Work instruction 1 »
Copy the part of the My Fair Lady post starting at "So this led" and ending at "of the ball.".
Work instruction 2 »
Answer these questions using the My Fair Lady post.
(a) What was the writer looking for examples of while watching My Fair Lady?
(b) Which actor in Hello Dolly does the writer name alongside Rex Harrison?
(c) At what point does the writer say the movie might be turned off from now on?

For what I am about to discuss, I beg some of your pardons and ask the others of you for your patience. Around a month ago, I found myself watching My Fair Lady in search of examples of cockney use for the England CultureGuide that I was working on at the time. Whilst I was doing so, I realized that I seriously dislike My Fair Lady. Now I am aware that to some such a statement is tantamount to sacrilege, but hear me out. Truth be told, I do like about three-fourths of it, but I have serious misgivings about the way it ends and it has nothing to do with Rex Harrison's talk singing, which I am utterly at peace with (in fact I think between Rex and Walter Matthau in Hello Dolly all fussing about Gerard Butler in Phantom of the Opera and Pierce Brosnan in Mamma Mia should be laid to rest, we have a long tradition of imperfect male singers in film musicals to uphold after all). Nor does it have anything to do with the Dr. Dolittle/Eliza Doolittle coincidence that in earlier days mystified me a fair bit. No, what bothers me is Rex Harrison's character's behavior. The entire film/story revolves around the idea of metamorphosis and bringing out inner beauty--we see Eliza progress from her rough Covent Garden persona to a refined, polished, and genteel beauty (both outside and inside) whereas he remains unrepentantly curmudgeonly, rude, and abrasive. And everyone is okay with this? Perhaps, and I do mean perhaps because I don't really believe this myself, it is understandable that when she is rough he treats her roughly, but I feel there should be reciprocal growth and metamorphosis. Why should he be allowed to treat her horribly for forever?

So this led me to ponder farther about the genesis of this story. I can't say I'm surprised with the sexism coming for Shaw's day and age, but I might have expected some rewriting when My Fair Lady was turned into a musical or at least when it was a film. Didn't this bother Audrey Hepburn? I know that they all lived "in a different time" but still we're talking about elemental good behavior here. Maybe from this time on I'll just have to turn the movie off at the end of the ball.

Photo-based referring expression data
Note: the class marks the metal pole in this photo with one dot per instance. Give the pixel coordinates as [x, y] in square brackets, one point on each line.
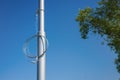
[41, 63]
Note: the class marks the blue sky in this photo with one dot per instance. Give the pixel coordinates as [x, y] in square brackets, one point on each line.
[68, 57]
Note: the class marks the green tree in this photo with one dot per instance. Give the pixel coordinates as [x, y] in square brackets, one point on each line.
[104, 21]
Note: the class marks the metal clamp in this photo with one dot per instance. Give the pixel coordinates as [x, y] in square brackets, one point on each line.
[26, 49]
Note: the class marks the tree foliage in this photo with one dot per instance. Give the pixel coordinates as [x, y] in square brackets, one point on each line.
[104, 21]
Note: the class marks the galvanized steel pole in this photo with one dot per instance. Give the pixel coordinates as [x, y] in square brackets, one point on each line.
[41, 63]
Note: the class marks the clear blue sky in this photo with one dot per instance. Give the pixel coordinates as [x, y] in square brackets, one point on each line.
[68, 57]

Answer space 1 »
So this led me to ponder farther about the genesis of this story. I can't say I'm surprised with the sexism coming for Shaw's day and age, but I might have expected some rewriting when My Fair Lady was turned into a musical or at least when it was a film. Didn't this bother Audrey Hepburn? I know that they all lived "in a different time" but still we're talking about elemental good behavior here. Maybe from this time on I'll just have to turn the movie off at the end of the ball.

Answer space 2 »
(a) Examples of cockney use for the England CultureGuide.
(b) Walter Matthau.
(c) At the end of the ball.